▸ What the exercise asks:
Every line of the material must appear in the answer exactly as it does here.
□ □ □
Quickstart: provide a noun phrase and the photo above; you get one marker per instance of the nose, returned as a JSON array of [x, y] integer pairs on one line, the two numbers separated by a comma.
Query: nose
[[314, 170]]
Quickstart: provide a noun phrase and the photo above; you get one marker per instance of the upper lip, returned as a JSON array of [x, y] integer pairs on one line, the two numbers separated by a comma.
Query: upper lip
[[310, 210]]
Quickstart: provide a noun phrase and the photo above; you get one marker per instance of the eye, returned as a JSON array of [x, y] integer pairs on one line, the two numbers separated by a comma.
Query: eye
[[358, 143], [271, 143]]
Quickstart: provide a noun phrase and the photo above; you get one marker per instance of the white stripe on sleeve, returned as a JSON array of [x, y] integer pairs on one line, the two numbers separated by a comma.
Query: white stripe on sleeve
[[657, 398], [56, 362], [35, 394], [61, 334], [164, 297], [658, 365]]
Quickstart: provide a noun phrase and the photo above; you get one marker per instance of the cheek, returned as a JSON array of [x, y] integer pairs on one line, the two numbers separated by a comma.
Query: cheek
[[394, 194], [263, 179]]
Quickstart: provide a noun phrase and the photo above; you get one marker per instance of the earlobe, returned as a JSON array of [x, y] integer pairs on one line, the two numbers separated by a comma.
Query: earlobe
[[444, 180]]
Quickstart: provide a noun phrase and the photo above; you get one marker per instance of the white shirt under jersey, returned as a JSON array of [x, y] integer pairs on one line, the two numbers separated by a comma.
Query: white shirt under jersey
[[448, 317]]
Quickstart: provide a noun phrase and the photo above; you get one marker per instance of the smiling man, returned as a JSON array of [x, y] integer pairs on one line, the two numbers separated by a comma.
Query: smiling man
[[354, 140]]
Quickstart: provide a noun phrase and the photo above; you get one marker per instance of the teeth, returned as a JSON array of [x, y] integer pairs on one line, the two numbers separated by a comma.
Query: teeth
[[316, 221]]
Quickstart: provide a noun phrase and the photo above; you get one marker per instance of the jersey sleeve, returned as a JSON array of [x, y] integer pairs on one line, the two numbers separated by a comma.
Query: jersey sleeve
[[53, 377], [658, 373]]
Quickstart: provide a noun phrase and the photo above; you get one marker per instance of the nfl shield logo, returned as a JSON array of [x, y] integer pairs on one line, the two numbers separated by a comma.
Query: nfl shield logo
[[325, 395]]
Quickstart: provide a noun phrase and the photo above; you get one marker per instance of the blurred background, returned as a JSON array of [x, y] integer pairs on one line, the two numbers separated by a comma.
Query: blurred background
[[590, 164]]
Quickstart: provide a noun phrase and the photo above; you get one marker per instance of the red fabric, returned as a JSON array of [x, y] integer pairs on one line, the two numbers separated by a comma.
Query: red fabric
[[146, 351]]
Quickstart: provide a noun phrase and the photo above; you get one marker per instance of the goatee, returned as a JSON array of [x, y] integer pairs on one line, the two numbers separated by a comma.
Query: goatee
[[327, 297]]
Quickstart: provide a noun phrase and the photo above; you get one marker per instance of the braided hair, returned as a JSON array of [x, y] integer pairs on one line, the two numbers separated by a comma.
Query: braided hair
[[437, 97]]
□ □ □
▸ Written solution:
Quickstart: provide a noun phrase and the photo above; you get one marker per instance of the nose, returned as a JSON array of [x, y] integer pairs on one line, the two numbers separated by a comma.
Query: nose
[[314, 170]]
Quickstart: provide a noun phrase and the photo above; you get one marker per instance of the upper lip, returned as a JSON array of [x, y] integer pairs on one line, the two numbers separated by a comma.
Query: upper lip
[[310, 210]]
Quickstart: provide a noun phrase and the photo above; you get one marker per instance of the eye, returned as a JSON array of [x, y] integer pairs on one line, the two numbers separated by a comma.
Query: eye
[[358, 143], [271, 143]]
Quickstart: provide a noun phrase and the photo above; you get one marker per instance of the white stripe on sleeve, returned as a JSON array of [x, y] integer pairs on one line, the two numbers separated by a comma.
Query: white stripe on sleeve
[[657, 398], [56, 362], [35, 394], [61, 334], [164, 297], [658, 365]]
Quickstart: provide a noun phrase and the photo above; you get one marker per instance of the cheek, returned as a JSON array of [x, y] integer pairs on one line, the two numbers separated by a comma.
Query: cheek
[[394, 194], [263, 179]]
Quickstart: provide a noun phrase and the photo above; you get one marker per instance of the earlobe, returned as a JSON array of [x, y] integer pairs on one line, the two numbers separated by a comma.
Query: earlobe
[[444, 180]]
Quickstart: provide a noun phrase and the photo above; you get one marker per instance of the white shirt under jersey, returned as a JSON array of [x, y] integer pairs on one line, the two numbers separated by a comma.
Query: white shirt under jersey
[[448, 317]]
Quickstart: provide a noun phrase and the photo above; you get one marker per instance of the smiling man, returned as a JSON array of [x, y] integer pairs on one line, the two numbers separated by a comma.
Query: smiling man
[[354, 140]]
Quickstart: provide a noun phrase and the photo above; you get one marker per instance of the teeth, returned as a JSON array of [x, y] integer pairs on one line, the two numbers separated by a comma.
Query: teeth
[[316, 221]]
Quickstart: provide a noun phrase and the photo above; you get one marker per instance of the jersey sleeve, returned as a JSON array of [x, y] integer pairs on one line, the two numbers separated by a comma.
Query: jersey sleeve
[[53, 377], [658, 373]]
Quickstart: provide a noun phrase and the photo above; you get one marker per instance of the nfl shield logo, returned as a JSON array of [x, y] integer pairs on one line, the two numbers separated by a comma.
Query: nfl shield logo
[[325, 395]]
Quickstart: provide a noun phrase and the photo above; you get one marker per instance of the blurred background, returned as a JSON array of [x, y] integer pairs on one line, the two numbers separated by a comma.
Query: blurred background
[[590, 164]]
Quickstart: provide a noun phrase and the photo above; you get one marker per instance of the red fabric, returned as a JSON array of [x, y] integer pairs on one line, the two numbers separated by a comma.
Query: red fabric
[[146, 351]]
Quickstart: provide a noun phrase and the photo above; you get one marker per instance of the goatee, returned as a JSON array of [x, y] integer pairs on one line, the two numbers separated by a comma.
Query: goatee
[[327, 297]]
Quickstart: provide a noun phrase and the photo above; you get one marker per instance of the braided hair, returned as a JSON array of [x, y] integer pairs on one line, the two numbers separated by a comma.
Query: braided hair
[[437, 97]]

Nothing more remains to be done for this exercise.